Israel has been blamed for an airstrike on a military airbase in Syria which has reportedly killed more than a dozen people.
The T-4 airfield near the central city of Homs was hit with missiles in a pre-dawn raid.
The UK-based Syrian Observatory for Human Rights said 14 people had been killed. Three were Iranian, according to Iran's Fars news agency.
It said it was unclear who was behind the bombing, however Syria and its ally Russia blamed Israel for the attack.
Moscow and Damascus claimed two Israeli fighter planes carried out the airstrike "remotely from Lebanese territory", adding Syria's air defence shot down five of the eight missiles launched.
Russian Foreign Minister Sergei Lavrov described it as a "provocation" and a "very dangerous development".
"I hope at least that the US military and those of the countries participating in the coalition led by the United States understand that," he said.
Israel has conducted airstrikes inside Syria during the past few years but, when asked about the attack, an Israeli spokeswoman declined to comment.
The raid is thought to be a response to a suspected chemical weapons attack in which at least 70 people, many of them women and children, were killed and 500 others injured.
Prime Minister Theresa May described the attack as "horrific", adding the regime and its backers, including Russia, "must be held to account" if it is determined Syrian President Bashar al Assad was behind it.

Data for review.
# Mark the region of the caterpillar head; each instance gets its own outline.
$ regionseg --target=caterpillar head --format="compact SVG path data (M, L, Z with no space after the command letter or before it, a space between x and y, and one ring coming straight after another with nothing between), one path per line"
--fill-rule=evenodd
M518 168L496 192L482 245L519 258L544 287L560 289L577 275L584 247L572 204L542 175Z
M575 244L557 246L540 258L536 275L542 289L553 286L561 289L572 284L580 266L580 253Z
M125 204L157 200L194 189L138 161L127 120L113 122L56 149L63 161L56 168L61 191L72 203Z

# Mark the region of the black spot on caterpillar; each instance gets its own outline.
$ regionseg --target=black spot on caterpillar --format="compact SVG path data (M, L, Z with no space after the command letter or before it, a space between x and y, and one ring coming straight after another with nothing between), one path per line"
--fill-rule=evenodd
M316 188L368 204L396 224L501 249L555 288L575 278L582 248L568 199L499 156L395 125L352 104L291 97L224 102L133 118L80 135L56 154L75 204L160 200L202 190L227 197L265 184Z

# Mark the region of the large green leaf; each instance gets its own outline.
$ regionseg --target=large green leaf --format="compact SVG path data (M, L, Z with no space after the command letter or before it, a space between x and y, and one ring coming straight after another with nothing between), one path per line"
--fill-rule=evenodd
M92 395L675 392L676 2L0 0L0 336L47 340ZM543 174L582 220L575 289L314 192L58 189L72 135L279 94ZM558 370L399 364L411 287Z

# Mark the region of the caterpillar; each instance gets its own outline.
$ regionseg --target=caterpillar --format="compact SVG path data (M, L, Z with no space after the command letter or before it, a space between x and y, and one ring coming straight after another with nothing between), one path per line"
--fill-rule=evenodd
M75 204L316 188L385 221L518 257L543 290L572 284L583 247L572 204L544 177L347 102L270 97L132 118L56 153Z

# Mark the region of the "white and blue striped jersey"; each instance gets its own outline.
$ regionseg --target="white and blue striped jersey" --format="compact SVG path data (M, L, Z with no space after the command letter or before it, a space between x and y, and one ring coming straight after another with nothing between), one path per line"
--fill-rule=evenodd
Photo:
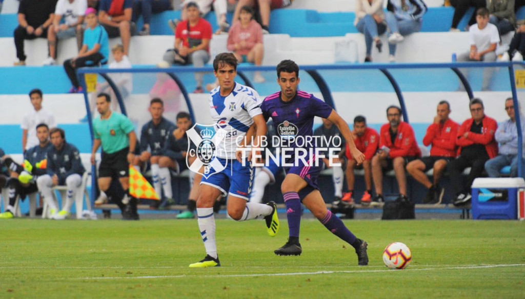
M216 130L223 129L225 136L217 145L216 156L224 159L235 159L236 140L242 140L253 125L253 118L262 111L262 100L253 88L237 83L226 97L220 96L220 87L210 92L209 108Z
==
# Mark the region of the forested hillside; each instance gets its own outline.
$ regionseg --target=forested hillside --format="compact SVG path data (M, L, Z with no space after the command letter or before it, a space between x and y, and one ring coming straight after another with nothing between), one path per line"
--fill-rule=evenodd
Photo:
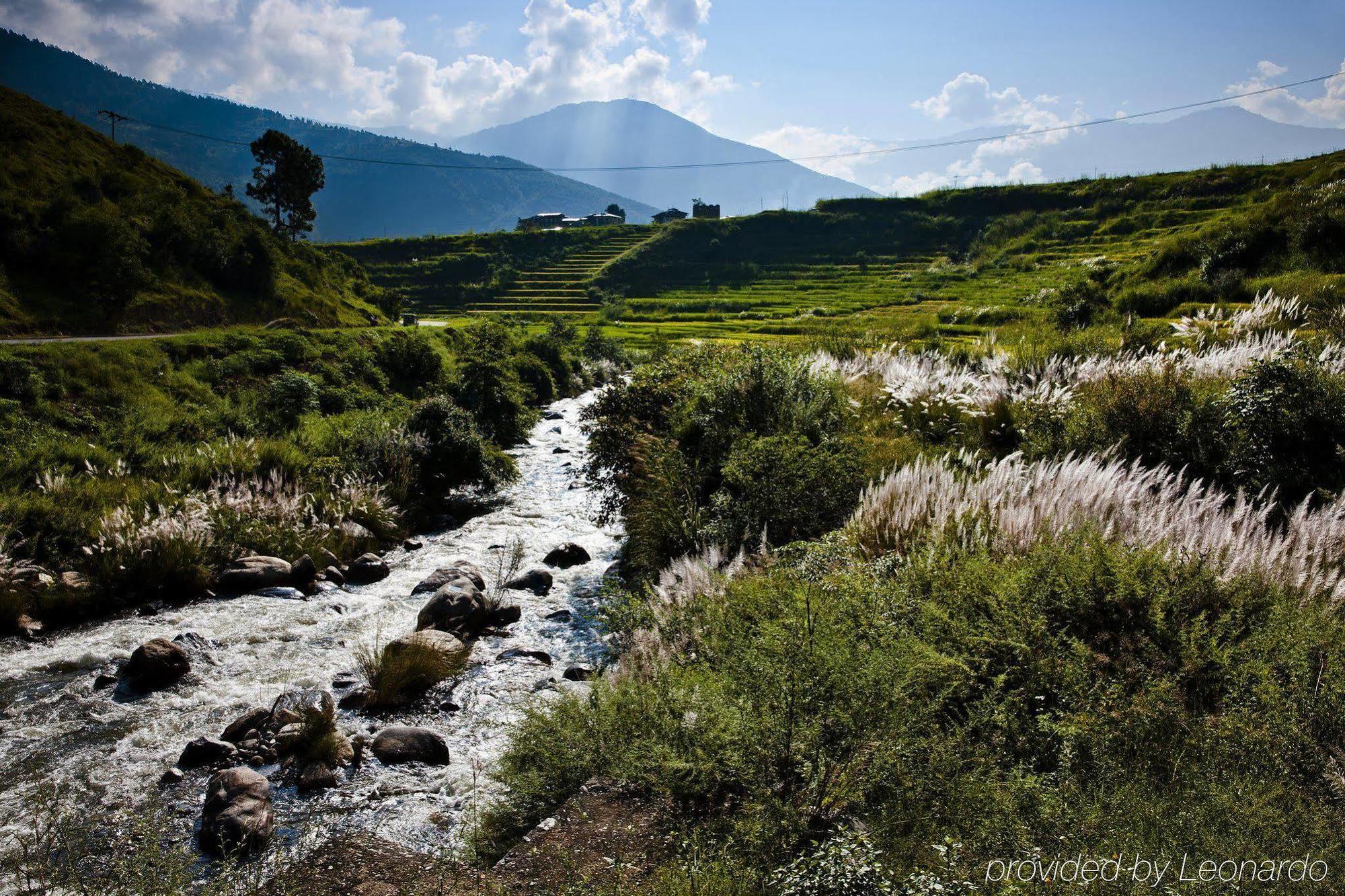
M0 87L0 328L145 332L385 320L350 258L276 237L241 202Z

List of tasks.
(A) For the article about the T-4 airbase strike, say yes or no to each statement and quote the words from the article that settle it: (i) The Syrian Observatory for Human Rights is based in the UK. (ii) An Israeli spokeswoman confirmed that Israel carried out the raid. (iii) Syria's air defense shot down all eight missiles.
(B) Carry on the article about the T-4 airbase strike, starting right after its last sentence.
The listing is separate material and has nothing to do with the article about the T-4 airbase strike.

Results by task.
(A)
(i) Yes: "The UK-based Syrian Observatory for Human Rights said 14 people had been killed."
(ii) No: "when asked about the attack, an Israeli spokeswoman declined to comment."
(iii) No: "Syria's air defence shot down five of the eight missiles launched."

(B)
Foreign Secretary Boris Johnson called for a "strong and robust international response" to the alleged chlorine gas attack.
After a phone call with his French counterpart Jean-Yves Le Drian, he said the two countries had agreed "a full range of options should be on the table".
US Defence Secretary James Mattis said "I don't rule out anything right now", when asked by reporters about an American military response.
The airfield strike came soon after US President Donald Trump warned Damascus and its allies that there would be a "big price to pay" after Saturday's alleged chlorine gas attack in the rebel holdout of Douma, in eastern Ghouta.
Syrian media said the airstrike was "likely to be an American aggression", but the US denied involvement.
The US Department of Defence said in a statement that it was "not conducting airstrikes in Syria" at this time.
Last year the US launched dozens of Tomahawk cruise missiles at a different Syrian airbase after a chemical attack in the northern Syrian town of Khan Sheikhoun killed dozens of people.
There has been no independent verification of the latest chemical attack allegations made by the White Helmets rescue service and other opposition-linked medical relief groups in the war-ravaged country.
The group published graphic images showing a number of dead children who appeared to have been frothing at the mouth.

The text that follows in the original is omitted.